[[ Exercise input open ]]

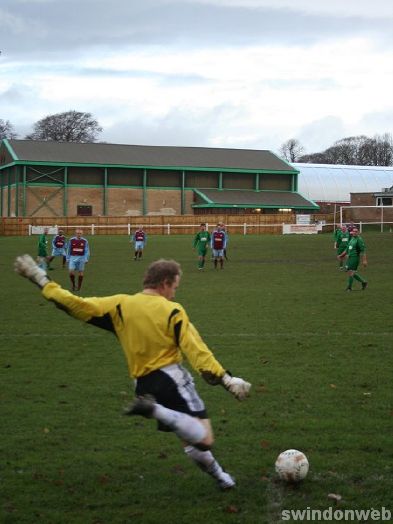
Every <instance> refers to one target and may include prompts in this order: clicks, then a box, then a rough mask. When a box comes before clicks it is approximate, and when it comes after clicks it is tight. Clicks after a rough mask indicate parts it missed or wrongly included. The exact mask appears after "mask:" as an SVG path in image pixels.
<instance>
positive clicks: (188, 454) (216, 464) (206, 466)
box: [184, 446, 228, 480]
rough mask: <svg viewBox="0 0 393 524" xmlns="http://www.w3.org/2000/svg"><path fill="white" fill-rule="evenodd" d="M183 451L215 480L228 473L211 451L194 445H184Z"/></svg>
mask: <svg viewBox="0 0 393 524" xmlns="http://www.w3.org/2000/svg"><path fill="white" fill-rule="evenodd" d="M184 451H185V453H186V454H187V455H188V456H189V457H190V458H191V459H192V460H193V461H194V462H195V463H196V465H197V466H198V467H199V468H201V470H202V471H205V472H206V473H208V474H209V475H211V476H212V477H214V478H215V479H217V480H224V479H226V477H227V475H228V474H227V473H225V472H224V470H223V469H222V467H221V466H220V464H219V463H218V462H217V460H216V459H215V458H214V456H213V453H212V452H211V451H201V450H199V449H197V448H194V446H186V447H185V448H184Z"/></svg>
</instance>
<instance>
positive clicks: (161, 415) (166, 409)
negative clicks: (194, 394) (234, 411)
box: [153, 404, 207, 444]
mask: <svg viewBox="0 0 393 524" xmlns="http://www.w3.org/2000/svg"><path fill="white" fill-rule="evenodd" d="M153 417H154V418H155V419H157V420H159V421H160V422H162V423H163V424H166V425H167V426H169V427H170V428H171V429H172V430H173V432H174V433H175V434H176V435H177V436H178V437H179V438H181V439H182V440H185V441H186V442H189V443H190V444H199V443H200V442H202V440H204V438H205V437H206V435H207V429H206V428H205V426H204V425H203V424H202V422H200V421H199V420H198V419H197V418H195V417H191V416H190V415H187V414H186V413H181V412H180V411H175V410H173V409H169V408H166V407H164V406H162V405H161V404H155V406H154V411H153Z"/></svg>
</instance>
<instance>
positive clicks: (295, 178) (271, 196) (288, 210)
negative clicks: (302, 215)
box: [0, 139, 318, 217]
mask: <svg viewBox="0 0 393 524" xmlns="http://www.w3.org/2000/svg"><path fill="white" fill-rule="evenodd" d="M298 173H299V172H298V170H297V169H296V168H294V167H293V166H291V165H290V164H288V163H286V162H285V161H284V160H282V159H280V158H278V157H277V156H276V155H274V154H273V153H272V152H270V151H266V150H243V149H220V148H198V147H167V146H165V147H164V146H132V145H120V144H105V143H99V144H96V143H88V144H80V143H67V142H63V143H60V142H52V141H33V140H7V139H4V140H3V141H2V142H1V144H0V191H1V193H0V216H3V217H57V216H63V217H68V216H90V215H92V216H141V215H143V216H146V215H171V214H173V215H187V214H199V213H203V214H209V213H220V212H223V213H228V212H230V213H232V214H237V213H238V214H245V213H279V212H281V211H283V212H288V211H289V210H291V211H292V212H293V213H296V212H300V213H311V212H312V211H316V210H318V205H316V204H315V203H314V202H313V201H312V200H309V199H307V198H304V197H303V196H302V195H301V194H300V193H299V192H298Z"/></svg>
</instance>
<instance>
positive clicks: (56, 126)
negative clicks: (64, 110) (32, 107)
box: [26, 111, 102, 142]
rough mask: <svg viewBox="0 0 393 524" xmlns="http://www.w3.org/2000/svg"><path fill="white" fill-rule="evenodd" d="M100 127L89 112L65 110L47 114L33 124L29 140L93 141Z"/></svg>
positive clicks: (68, 141) (73, 141)
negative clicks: (53, 114)
mask: <svg viewBox="0 0 393 524" xmlns="http://www.w3.org/2000/svg"><path fill="white" fill-rule="evenodd" d="M101 131H102V127H101V126H100V125H99V124H98V122H97V120H95V118H93V116H92V115H91V113H81V112H79V111H66V112H65V113H57V114H55V115H49V116H46V117H45V118H43V119H41V120H39V121H38V122H36V123H35V124H34V131H33V133H31V134H30V135H27V136H26V138H28V139H30V140H54V141H55V142H95V141H96V140H97V136H98V134H99V133H101Z"/></svg>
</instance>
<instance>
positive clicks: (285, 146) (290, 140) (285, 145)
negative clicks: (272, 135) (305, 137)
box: [279, 138, 304, 162]
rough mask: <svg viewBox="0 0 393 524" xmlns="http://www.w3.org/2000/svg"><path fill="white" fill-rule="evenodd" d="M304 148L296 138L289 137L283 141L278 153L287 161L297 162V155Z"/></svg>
mask: <svg viewBox="0 0 393 524" xmlns="http://www.w3.org/2000/svg"><path fill="white" fill-rule="evenodd" d="M303 151H304V148H303V146H302V145H301V143H300V142H299V140H297V139H296V138H290V139H289V140H287V141H286V142H284V143H283V144H282V145H281V147H280V149H279V154H280V156H282V157H283V158H285V160H288V162H298V159H299V156H300V155H301V154H302V153H303Z"/></svg>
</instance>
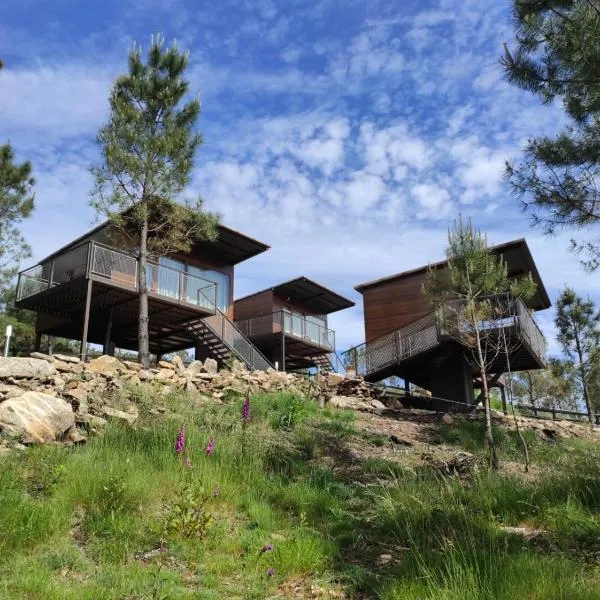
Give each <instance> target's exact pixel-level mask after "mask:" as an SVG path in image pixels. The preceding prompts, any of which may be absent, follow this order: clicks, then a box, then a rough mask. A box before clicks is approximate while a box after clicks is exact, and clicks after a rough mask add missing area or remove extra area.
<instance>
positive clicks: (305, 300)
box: [236, 277, 355, 314]
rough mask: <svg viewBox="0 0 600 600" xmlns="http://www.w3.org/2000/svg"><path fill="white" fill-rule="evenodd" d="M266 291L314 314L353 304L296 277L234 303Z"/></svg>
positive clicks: (318, 313)
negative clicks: (294, 303) (288, 301)
mask: <svg viewBox="0 0 600 600" xmlns="http://www.w3.org/2000/svg"><path fill="white" fill-rule="evenodd" d="M268 291H272V292H273V293H274V294H277V295H278V296H280V297H283V298H286V299H288V300H294V301H295V302H301V303H302V304H304V305H305V306H306V308H307V309H308V310H311V311H314V312H315V313H316V314H329V313H332V312H336V311H338V310H342V309H344V308H350V307H351V306H354V304H355V303H354V302H353V301H352V300H348V298H344V296H340V295H339V294H336V293H335V292H334V291H332V290H330V289H328V288H326V287H325V286H322V285H321V284H319V283H317V282H316V281H312V280H311V279H308V277H297V278H296V279H291V280H290V281H286V282H284V283H280V284H278V285H275V286H273V287H270V288H265V289H264V290H260V291H259V292H254V293H253V294H249V295H248V296H244V297H243V298H238V299H237V300H236V302H239V301H240V300H245V299H246V298H251V297H252V296H257V295H258V294H262V293H264V292H268Z"/></svg>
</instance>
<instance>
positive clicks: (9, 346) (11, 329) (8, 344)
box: [4, 325, 12, 358]
mask: <svg viewBox="0 0 600 600" xmlns="http://www.w3.org/2000/svg"><path fill="white" fill-rule="evenodd" d="M11 337H12V325H7V326H6V337H5V339H4V358H7V357H8V349H9V347H10V338H11Z"/></svg>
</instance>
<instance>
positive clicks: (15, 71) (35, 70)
mask: <svg viewBox="0 0 600 600" xmlns="http://www.w3.org/2000/svg"><path fill="white" fill-rule="evenodd" d="M113 76H114V74H113V72H112V71H111V70H109V69H106V68H103V67H101V68H99V69H98V68H93V69H92V68H91V65H86V64H77V63H71V64H64V65H45V66H37V67H30V68H24V69H19V70H9V69H6V70H3V71H2V72H1V73H0V89H1V90H2V93H1V94H0V128H1V129H2V131H3V133H4V135H7V136H11V137H15V136H18V137H19V138H25V137H30V139H31V136H51V138H52V140H53V141H54V142H56V141H57V140H59V139H64V138H67V137H72V136H79V135H88V136H93V135H94V134H95V132H96V130H97V129H98V127H99V126H100V124H101V123H102V121H103V119H104V118H105V116H106V115H107V114H108V91H109V88H110V84H111V81H112V78H113Z"/></svg>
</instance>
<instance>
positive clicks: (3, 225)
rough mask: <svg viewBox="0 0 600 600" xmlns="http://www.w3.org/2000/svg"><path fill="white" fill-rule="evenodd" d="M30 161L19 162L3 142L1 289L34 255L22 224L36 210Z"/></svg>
mask: <svg viewBox="0 0 600 600" xmlns="http://www.w3.org/2000/svg"><path fill="white" fill-rule="evenodd" d="M34 183H35V182H34V180H33V177H32V176H31V164H30V163H29V162H23V163H20V164H18V163H16V162H15V159H14V153H13V150H12V148H11V146H10V144H4V145H3V146H0V292H1V291H2V290H3V289H5V288H6V286H7V285H8V284H9V282H10V281H11V280H12V278H13V277H14V276H15V274H16V272H17V270H18V266H19V263H20V261H21V260H23V259H24V258H27V257H28V256H31V250H30V248H29V245H28V244H27V243H26V242H25V239H24V238H23V236H22V235H21V232H20V231H19V229H18V227H17V226H18V224H19V223H20V222H21V221H22V220H23V219H26V218H27V217H28V216H29V215H30V214H31V212H32V211H33V201H34V196H33V192H32V187H33V185H34Z"/></svg>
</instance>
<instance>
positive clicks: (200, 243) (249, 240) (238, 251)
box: [40, 221, 269, 265]
mask: <svg viewBox="0 0 600 600" xmlns="http://www.w3.org/2000/svg"><path fill="white" fill-rule="evenodd" d="M109 227H110V221H106V222H104V223H102V224H100V225H98V226H96V227H94V229H91V230H90V231H88V232H86V233H84V234H83V235H81V236H79V237H78V238H76V239H74V240H73V241H72V242H69V243H68V244H66V245H65V246H63V247H62V248H60V249H59V250H56V252H53V253H52V254H50V255H49V256H47V257H46V258H44V259H43V260H41V261H40V264H41V263H44V262H46V261H48V260H50V259H52V258H54V257H55V256H57V255H59V254H62V253H64V252H66V251H67V250H70V249H71V248H74V247H76V246H78V245H79V244H81V243H84V242H86V241H87V240H88V239H89V238H90V237H91V236H93V235H94V234H96V233H98V232H100V231H101V230H103V229H107V228H109ZM217 231H218V237H217V239H216V240H214V241H201V242H195V243H194V244H193V246H192V252H194V253H195V252H198V253H202V254H205V255H209V256H214V257H216V258H218V259H219V260H220V261H222V262H223V263H224V264H228V265H236V264H238V263H240V262H242V261H244V260H247V259H249V258H252V257H253V256H256V255H257V254H261V253H262V252H265V251H266V250H268V249H269V246H268V245H267V244H263V243H262V242H259V241H258V240H255V239H254V238H251V237H249V236H247V235H244V234H243V233H240V232H239V231H235V230H234V229H231V228H229V227H225V225H220V224H219V225H217Z"/></svg>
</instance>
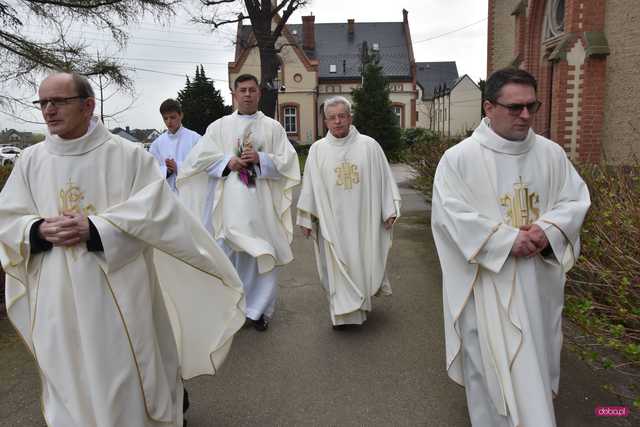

[[ Exercise input closed ]]

• **What is expected**
Update everything from the line containing "291L314 314L353 304L296" down to the line containing "positive clicks: (318, 313)" by changing "rough mask" to "coarse mask", leaving all else the same.

• **Result of this task**
coarse mask: <svg viewBox="0 0 600 600" xmlns="http://www.w3.org/2000/svg"><path fill="white" fill-rule="evenodd" d="M266 291L314 314L353 304L296 277L234 303Z"/></svg>
positive clicks: (318, 313)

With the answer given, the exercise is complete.